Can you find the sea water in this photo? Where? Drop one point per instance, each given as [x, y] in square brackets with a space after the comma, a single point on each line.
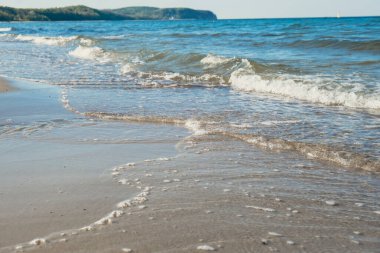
[283, 116]
[306, 85]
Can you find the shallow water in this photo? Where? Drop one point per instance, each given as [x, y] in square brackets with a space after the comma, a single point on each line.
[270, 119]
[306, 82]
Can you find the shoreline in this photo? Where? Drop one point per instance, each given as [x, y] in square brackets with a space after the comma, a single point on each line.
[64, 180]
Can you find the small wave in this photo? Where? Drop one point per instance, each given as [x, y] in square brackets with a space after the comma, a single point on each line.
[5, 29]
[114, 37]
[314, 151]
[373, 45]
[306, 90]
[195, 126]
[50, 41]
[214, 60]
[127, 68]
[90, 53]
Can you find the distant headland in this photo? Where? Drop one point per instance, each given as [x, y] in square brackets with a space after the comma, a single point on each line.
[80, 12]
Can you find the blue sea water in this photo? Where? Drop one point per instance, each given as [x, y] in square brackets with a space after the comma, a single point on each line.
[303, 85]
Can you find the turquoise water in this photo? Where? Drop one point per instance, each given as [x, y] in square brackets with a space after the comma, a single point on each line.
[303, 85]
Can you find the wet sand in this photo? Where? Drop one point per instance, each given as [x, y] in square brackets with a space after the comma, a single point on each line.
[83, 185]
[5, 86]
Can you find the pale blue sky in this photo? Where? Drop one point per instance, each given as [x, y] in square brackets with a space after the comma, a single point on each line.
[231, 8]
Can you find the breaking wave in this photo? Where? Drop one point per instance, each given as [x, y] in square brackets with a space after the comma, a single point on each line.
[372, 45]
[50, 41]
[5, 29]
[312, 89]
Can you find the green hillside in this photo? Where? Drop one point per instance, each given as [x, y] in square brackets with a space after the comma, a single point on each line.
[75, 13]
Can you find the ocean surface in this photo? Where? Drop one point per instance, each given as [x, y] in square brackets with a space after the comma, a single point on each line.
[309, 86]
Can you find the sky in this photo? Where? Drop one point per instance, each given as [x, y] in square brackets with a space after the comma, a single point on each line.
[230, 8]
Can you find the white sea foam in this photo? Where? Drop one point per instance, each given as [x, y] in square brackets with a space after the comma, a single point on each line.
[5, 29]
[90, 53]
[213, 60]
[50, 41]
[307, 89]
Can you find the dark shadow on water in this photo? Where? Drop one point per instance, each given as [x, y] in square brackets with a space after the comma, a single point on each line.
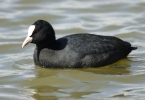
[119, 68]
[53, 84]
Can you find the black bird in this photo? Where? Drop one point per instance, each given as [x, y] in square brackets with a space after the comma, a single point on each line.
[74, 51]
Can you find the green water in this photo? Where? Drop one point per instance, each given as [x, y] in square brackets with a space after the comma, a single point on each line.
[20, 79]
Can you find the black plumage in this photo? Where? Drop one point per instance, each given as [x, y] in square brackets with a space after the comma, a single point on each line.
[77, 50]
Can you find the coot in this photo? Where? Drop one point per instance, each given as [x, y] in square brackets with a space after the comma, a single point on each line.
[74, 51]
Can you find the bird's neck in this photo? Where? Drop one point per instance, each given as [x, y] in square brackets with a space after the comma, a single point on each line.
[47, 44]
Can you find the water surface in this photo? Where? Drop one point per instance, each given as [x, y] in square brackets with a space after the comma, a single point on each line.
[20, 79]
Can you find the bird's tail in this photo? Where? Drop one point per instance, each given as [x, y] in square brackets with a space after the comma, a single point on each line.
[133, 48]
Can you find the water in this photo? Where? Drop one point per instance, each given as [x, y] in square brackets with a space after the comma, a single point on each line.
[20, 79]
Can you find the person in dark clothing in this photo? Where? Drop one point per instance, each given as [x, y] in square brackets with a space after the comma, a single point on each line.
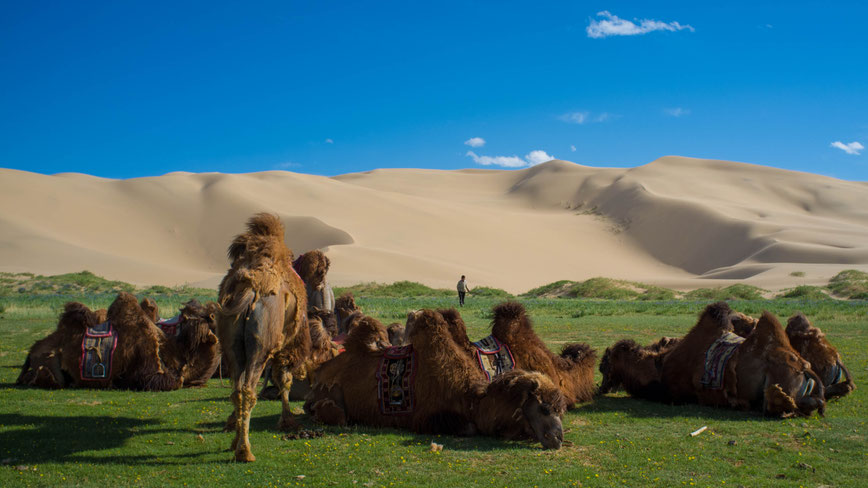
[462, 290]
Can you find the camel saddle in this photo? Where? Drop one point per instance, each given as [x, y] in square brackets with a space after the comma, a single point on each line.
[716, 357]
[97, 350]
[170, 327]
[395, 380]
[493, 357]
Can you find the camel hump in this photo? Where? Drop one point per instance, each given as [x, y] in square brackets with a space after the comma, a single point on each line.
[719, 312]
[77, 316]
[509, 310]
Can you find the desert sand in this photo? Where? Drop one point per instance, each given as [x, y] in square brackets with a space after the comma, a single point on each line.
[677, 222]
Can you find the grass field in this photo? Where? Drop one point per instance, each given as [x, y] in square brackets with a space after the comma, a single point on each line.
[83, 437]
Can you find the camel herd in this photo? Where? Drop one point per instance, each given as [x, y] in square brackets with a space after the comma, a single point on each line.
[277, 316]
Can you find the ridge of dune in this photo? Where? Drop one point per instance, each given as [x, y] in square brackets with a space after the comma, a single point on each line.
[678, 222]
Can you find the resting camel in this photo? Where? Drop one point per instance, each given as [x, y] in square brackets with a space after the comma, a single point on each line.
[123, 349]
[636, 369]
[441, 391]
[811, 343]
[322, 348]
[763, 372]
[312, 267]
[263, 316]
[572, 371]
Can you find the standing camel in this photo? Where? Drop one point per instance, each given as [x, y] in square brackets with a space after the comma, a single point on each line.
[263, 316]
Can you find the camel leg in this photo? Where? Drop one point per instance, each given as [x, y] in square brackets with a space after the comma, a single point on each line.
[283, 378]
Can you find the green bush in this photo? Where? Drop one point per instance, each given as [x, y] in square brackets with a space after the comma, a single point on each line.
[732, 292]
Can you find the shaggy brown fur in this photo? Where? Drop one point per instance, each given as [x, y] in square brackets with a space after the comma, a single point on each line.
[312, 267]
[743, 325]
[811, 343]
[636, 369]
[572, 371]
[144, 359]
[764, 372]
[449, 388]
[263, 316]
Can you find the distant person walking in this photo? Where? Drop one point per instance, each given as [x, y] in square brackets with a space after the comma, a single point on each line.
[462, 290]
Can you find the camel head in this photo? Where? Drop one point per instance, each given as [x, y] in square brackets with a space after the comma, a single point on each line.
[312, 267]
[743, 324]
[368, 335]
[396, 334]
[197, 328]
[538, 405]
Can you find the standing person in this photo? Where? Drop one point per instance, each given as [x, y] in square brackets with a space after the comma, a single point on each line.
[462, 290]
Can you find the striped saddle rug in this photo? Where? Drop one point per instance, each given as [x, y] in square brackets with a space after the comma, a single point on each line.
[716, 357]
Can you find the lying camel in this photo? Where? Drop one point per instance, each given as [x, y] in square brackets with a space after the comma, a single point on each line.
[122, 348]
[431, 386]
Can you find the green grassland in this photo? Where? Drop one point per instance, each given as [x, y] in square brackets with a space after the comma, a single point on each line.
[89, 438]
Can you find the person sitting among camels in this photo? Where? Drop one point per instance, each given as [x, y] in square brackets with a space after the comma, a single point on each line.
[263, 316]
[431, 386]
[123, 348]
[636, 369]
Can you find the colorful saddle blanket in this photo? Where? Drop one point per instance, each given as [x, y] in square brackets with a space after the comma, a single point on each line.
[493, 357]
[97, 350]
[172, 326]
[395, 380]
[716, 358]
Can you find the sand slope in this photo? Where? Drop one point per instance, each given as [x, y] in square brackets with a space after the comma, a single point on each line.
[677, 222]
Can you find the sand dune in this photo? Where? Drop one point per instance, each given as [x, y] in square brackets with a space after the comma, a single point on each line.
[677, 222]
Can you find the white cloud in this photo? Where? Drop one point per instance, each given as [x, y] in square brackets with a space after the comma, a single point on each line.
[575, 117]
[475, 142]
[537, 157]
[531, 159]
[505, 161]
[612, 25]
[851, 148]
[677, 111]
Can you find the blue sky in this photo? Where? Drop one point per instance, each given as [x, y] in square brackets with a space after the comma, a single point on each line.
[124, 89]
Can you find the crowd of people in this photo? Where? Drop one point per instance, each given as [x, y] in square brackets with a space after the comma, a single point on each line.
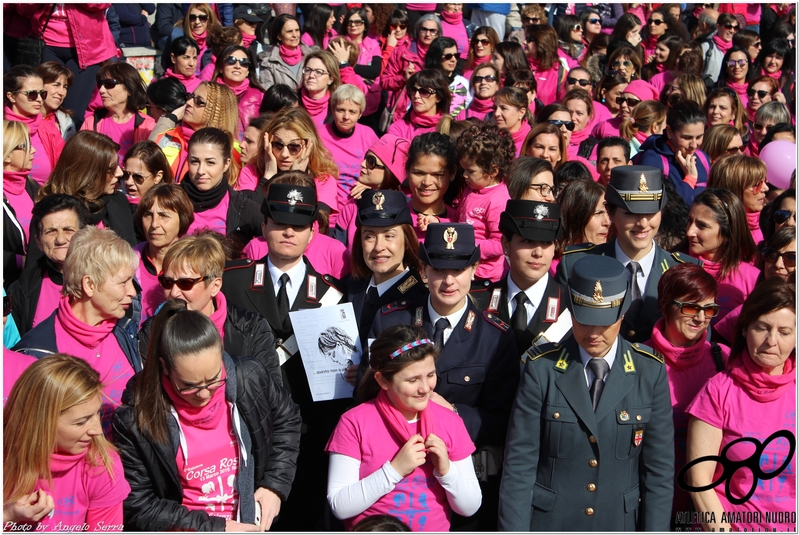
[567, 233]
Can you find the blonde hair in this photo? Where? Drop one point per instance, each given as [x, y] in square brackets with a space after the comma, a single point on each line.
[42, 393]
[97, 253]
[202, 254]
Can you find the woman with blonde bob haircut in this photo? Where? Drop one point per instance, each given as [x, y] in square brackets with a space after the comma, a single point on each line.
[54, 450]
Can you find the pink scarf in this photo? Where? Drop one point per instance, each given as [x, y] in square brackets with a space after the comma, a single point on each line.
[314, 107]
[678, 358]
[206, 417]
[239, 90]
[396, 422]
[452, 18]
[87, 335]
[425, 121]
[760, 385]
[722, 45]
[291, 57]
[14, 181]
[220, 314]
[32, 122]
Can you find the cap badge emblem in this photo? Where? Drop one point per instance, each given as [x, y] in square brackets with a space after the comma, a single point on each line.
[598, 297]
[378, 199]
[294, 197]
[643, 187]
[450, 237]
[541, 212]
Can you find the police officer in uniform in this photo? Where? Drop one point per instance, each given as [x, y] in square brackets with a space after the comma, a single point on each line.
[281, 281]
[478, 369]
[528, 298]
[590, 444]
[635, 198]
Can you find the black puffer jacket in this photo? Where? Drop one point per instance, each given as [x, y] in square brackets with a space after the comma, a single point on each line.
[247, 334]
[271, 422]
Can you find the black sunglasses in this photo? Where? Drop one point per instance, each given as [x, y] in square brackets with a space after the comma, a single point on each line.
[568, 124]
[772, 255]
[184, 284]
[232, 60]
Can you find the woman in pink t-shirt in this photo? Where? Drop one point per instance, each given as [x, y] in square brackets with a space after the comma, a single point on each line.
[752, 399]
[403, 451]
[59, 472]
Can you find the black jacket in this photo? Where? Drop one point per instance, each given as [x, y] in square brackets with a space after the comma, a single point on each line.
[247, 334]
[271, 427]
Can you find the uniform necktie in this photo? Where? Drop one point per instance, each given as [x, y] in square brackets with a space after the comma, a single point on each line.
[438, 336]
[600, 369]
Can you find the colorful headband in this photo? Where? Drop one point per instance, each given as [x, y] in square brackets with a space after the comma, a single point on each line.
[410, 346]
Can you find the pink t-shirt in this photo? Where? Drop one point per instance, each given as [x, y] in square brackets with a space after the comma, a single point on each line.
[481, 209]
[327, 255]
[83, 489]
[419, 500]
[13, 365]
[49, 296]
[214, 218]
[209, 469]
[108, 359]
[724, 404]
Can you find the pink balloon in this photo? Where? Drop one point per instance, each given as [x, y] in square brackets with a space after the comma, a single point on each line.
[780, 159]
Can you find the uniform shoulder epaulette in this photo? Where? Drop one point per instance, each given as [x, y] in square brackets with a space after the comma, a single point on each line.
[647, 351]
[393, 307]
[238, 264]
[579, 248]
[495, 320]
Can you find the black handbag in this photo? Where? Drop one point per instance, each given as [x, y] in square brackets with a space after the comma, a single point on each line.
[30, 50]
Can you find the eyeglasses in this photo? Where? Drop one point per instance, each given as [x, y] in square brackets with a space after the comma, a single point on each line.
[545, 190]
[232, 60]
[318, 72]
[184, 284]
[424, 92]
[137, 178]
[781, 216]
[693, 309]
[371, 163]
[760, 93]
[294, 148]
[573, 81]
[198, 101]
[557, 122]
[33, 95]
[631, 102]
[490, 78]
[772, 255]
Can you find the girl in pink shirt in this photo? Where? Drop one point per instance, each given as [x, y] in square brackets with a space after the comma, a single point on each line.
[485, 153]
[59, 472]
[401, 452]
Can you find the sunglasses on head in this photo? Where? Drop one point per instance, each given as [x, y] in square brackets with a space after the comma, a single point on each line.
[577, 81]
[294, 148]
[772, 255]
[781, 216]
[184, 284]
[371, 163]
[693, 309]
[33, 95]
[557, 122]
[232, 60]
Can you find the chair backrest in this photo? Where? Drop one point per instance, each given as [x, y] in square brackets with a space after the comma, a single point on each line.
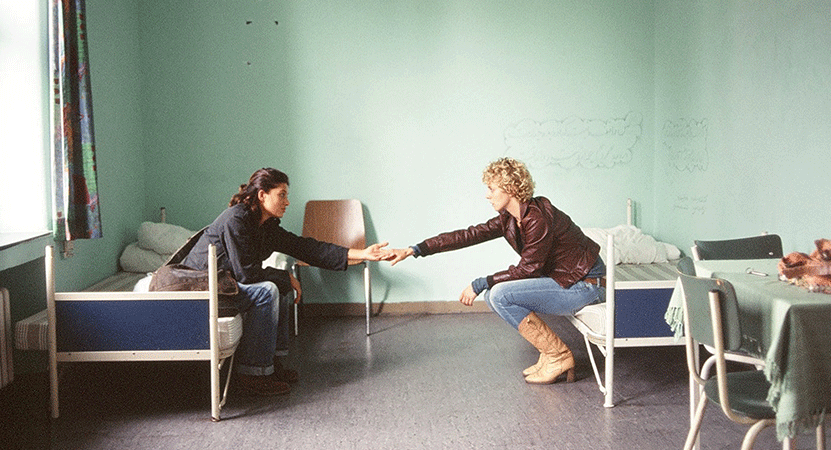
[686, 266]
[765, 246]
[337, 221]
[697, 308]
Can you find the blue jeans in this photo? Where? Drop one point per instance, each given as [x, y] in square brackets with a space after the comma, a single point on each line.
[265, 327]
[513, 300]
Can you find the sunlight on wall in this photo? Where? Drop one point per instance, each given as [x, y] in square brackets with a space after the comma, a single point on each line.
[23, 199]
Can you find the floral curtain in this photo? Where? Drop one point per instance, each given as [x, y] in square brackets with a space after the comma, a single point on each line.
[76, 203]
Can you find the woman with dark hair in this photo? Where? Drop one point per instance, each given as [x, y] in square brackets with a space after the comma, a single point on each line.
[559, 269]
[245, 234]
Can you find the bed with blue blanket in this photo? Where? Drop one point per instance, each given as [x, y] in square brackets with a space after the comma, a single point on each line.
[119, 320]
[640, 278]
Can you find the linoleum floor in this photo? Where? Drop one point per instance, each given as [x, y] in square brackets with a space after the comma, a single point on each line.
[447, 381]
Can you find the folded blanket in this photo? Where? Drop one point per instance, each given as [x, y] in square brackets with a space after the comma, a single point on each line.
[632, 246]
[136, 259]
[162, 238]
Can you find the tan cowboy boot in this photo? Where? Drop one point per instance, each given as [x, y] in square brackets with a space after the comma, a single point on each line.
[535, 367]
[556, 356]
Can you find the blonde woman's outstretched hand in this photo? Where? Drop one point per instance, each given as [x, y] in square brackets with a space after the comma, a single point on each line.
[399, 254]
[375, 252]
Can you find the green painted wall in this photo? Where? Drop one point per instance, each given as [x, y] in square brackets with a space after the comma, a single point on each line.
[400, 104]
[743, 100]
[716, 113]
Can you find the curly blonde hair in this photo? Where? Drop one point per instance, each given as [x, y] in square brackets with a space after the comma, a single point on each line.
[511, 176]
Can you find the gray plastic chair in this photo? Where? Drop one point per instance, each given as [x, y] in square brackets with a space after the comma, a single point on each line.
[764, 246]
[711, 317]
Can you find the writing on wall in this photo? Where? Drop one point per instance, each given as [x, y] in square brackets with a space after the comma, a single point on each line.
[574, 141]
[685, 141]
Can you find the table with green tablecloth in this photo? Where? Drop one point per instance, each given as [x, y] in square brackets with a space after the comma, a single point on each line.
[786, 325]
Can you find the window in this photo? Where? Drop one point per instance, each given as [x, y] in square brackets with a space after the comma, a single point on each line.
[24, 118]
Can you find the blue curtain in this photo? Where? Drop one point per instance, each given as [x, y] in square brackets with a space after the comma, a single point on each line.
[75, 182]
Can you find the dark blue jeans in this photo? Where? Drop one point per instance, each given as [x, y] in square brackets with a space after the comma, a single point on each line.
[265, 327]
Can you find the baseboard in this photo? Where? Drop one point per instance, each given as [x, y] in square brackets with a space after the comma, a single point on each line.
[403, 308]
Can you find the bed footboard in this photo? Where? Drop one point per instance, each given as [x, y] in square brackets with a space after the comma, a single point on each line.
[137, 326]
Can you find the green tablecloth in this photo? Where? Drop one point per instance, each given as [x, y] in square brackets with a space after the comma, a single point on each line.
[787, 326]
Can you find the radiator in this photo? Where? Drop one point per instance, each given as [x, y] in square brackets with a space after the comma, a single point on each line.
[6, 366]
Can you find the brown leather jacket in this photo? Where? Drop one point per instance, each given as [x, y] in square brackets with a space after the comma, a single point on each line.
[548, 242]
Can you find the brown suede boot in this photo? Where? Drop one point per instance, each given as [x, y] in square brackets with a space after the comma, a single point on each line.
[535, 367]
[554, 353]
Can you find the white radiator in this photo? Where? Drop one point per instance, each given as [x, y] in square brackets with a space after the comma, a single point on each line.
[6, 346]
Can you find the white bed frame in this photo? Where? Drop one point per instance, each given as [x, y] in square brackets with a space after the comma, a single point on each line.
[605, 339]
[81, 303]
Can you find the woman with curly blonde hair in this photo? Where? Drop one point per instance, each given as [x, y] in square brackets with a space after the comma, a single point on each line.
[559, 270]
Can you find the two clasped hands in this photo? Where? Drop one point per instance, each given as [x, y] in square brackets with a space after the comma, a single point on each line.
[379, 252]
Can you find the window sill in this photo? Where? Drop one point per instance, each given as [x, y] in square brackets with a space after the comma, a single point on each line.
[20, 248]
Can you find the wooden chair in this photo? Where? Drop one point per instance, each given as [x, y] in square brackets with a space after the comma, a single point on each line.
[339, 222]
[711, 316]
[763, 246]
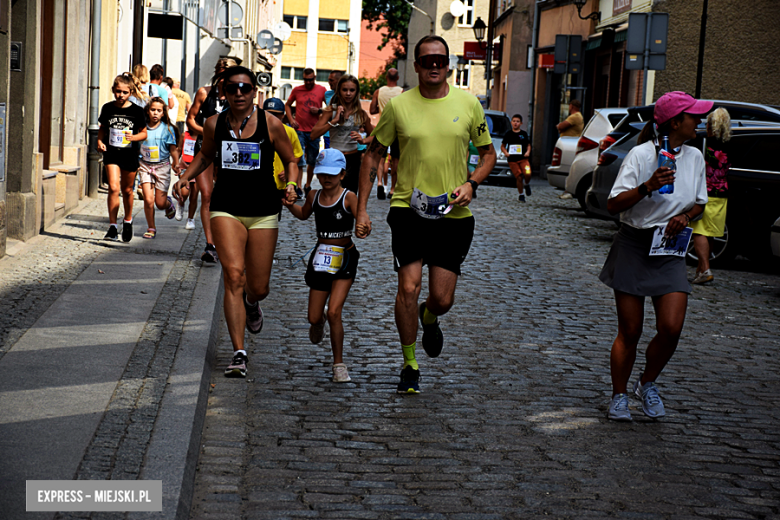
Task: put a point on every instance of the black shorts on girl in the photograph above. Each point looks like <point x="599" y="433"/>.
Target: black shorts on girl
<point x="443" y="242"/>
<point x="322" y="281"/>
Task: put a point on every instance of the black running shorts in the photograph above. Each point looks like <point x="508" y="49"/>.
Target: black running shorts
<point x="441" y="242"/>
<point x="320" y="281"/>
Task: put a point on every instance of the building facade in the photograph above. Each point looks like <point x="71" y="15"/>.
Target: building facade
<point x="325" y="37"/>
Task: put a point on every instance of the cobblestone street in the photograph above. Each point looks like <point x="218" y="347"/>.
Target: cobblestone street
<point x="512" y="419"/>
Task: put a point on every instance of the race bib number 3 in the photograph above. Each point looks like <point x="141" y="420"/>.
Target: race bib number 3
<point x="674" y="246"/>
<point x="118" y="137"/>
<point x="430" y="207"/>
<point x="240" y="156"/>
<point x="328" y="259"/>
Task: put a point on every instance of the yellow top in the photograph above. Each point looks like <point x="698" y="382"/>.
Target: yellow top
<point x="297" y="152"/>
<point x="434" y="137"/>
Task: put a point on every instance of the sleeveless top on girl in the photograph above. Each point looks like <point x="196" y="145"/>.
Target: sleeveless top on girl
<point x="334" y="221"/>
<point x="245" y="185"/>
<point x="339" y="136"/>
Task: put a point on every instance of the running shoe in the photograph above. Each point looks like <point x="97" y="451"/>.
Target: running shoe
<point x="170" y="211"/>
<point x="651" y="401"/>
<point x="703" y="277"/>
<point x="127" y="231"/>
<point x="254" y="316"/>
<point x="618" y="408"/>
<point x="410" y="381"/>
<point x="179" y="210"/>
<point x="433" y="339"/>
<point x="317" y="331"/>
<point x="111" y="234"/>
<point x="209" y="256"/>
<point x="237" y="367"/>
<point x="340" y="373"/>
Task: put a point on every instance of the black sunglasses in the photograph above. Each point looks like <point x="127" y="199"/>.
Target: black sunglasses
<point x="433" y="61"/>
<point x="233" y="88"/>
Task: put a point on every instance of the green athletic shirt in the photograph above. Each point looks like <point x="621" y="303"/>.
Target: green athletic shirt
<point x="434" y="137"/>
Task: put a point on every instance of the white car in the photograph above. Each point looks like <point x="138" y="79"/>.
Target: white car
<point x="563" y="155"/>
<point x="593" y="140"/>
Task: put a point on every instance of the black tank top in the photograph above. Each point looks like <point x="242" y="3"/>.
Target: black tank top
<point x="333" y="221"/>
<point x="245" y="185"/>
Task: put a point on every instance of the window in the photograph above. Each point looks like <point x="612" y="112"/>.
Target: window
<point x="327" y="25"/>
<point x="462" y="76"/>
<point x="296" y="22"/>
<point x="467" y="19"/>
<point x="330" y="25"/>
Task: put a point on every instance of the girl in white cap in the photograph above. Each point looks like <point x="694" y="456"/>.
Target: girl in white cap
<point x="630" y="270"/>
<point x="333" y="263"/>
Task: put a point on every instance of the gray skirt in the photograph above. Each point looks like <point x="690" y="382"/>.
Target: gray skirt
<point x="630" y="269"/>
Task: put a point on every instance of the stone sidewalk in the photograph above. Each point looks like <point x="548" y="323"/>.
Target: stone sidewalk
<point x="103" y="351"/>
<point x="512" y="422"/>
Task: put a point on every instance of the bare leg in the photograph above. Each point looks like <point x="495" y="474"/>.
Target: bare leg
<point x="630" y="311"/>
<point x="701" y="245"/>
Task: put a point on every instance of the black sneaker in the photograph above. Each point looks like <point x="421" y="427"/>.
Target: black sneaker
<point x="433" y="339"/>
<point x="254" y="317"/>
<point x="111" y="234"/>
<point x="410" y="381"/>
<point x="237" y="367"/>
<point x="209" y="256"/>
<point x="127" y="231"/>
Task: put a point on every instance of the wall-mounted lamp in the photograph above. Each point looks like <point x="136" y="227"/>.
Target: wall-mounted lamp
<point x="595" y="15"/>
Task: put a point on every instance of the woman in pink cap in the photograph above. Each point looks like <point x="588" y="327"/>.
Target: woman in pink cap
<point x="630" y="270"/>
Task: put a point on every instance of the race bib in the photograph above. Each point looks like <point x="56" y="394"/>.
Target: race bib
<point x="189" y="147"/>
<point x="240" y="156"/>
<point x="430" y="207"/>
<point x="118" y="138"/>
<point x="150" y="153"/>
<point x="328" y="259"/>
<point x="674" y="246"/>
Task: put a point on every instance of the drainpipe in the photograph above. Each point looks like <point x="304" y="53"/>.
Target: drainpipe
<point x="93" y="156"/>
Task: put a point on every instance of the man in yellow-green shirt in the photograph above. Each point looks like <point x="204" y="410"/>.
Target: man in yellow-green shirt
<point x="429" y="216"/>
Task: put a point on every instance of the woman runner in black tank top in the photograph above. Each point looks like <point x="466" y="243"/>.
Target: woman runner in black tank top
<point x="245" y="202"/>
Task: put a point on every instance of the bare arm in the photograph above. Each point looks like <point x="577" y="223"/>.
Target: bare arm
<point x="374" y="106"/>
<point x="200" y="97"/>
<point x="322" y="125"/>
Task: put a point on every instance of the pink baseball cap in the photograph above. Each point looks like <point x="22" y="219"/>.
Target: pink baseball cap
<point x="675" y="103"/>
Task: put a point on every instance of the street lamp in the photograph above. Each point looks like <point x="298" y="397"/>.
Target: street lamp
<point x="595" y="15"/>
<point x="479" y="29"/>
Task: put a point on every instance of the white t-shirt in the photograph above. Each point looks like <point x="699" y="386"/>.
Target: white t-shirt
<point x="690" y="185"/>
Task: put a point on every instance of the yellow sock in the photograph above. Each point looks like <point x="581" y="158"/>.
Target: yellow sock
<point x="428" y="317"/>
<point x="409" y="359"/>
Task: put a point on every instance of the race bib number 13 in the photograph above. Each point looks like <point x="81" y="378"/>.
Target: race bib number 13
<point x="240" y="156"/>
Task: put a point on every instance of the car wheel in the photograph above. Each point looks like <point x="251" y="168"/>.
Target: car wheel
<point x="582" y="191"/>
<point x="722" y="250"/>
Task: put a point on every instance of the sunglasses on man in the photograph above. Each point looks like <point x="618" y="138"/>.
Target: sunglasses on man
<point x="233" y="88"/>
<point x="433" y="61"/>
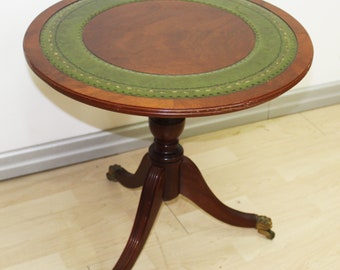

Work request: From the entries above, write out only the lines starting at the line that holds "Target: woman in pink cap" and ending at the line that holds "race bib in", keeping both and matching them exactly.

Answer space:
Target: woman in pink cap
<point x="630" y="270"/>
Task: put a point on every instance of the race bib in the photograph above. Each point looks like <point x="56" y="394"/>.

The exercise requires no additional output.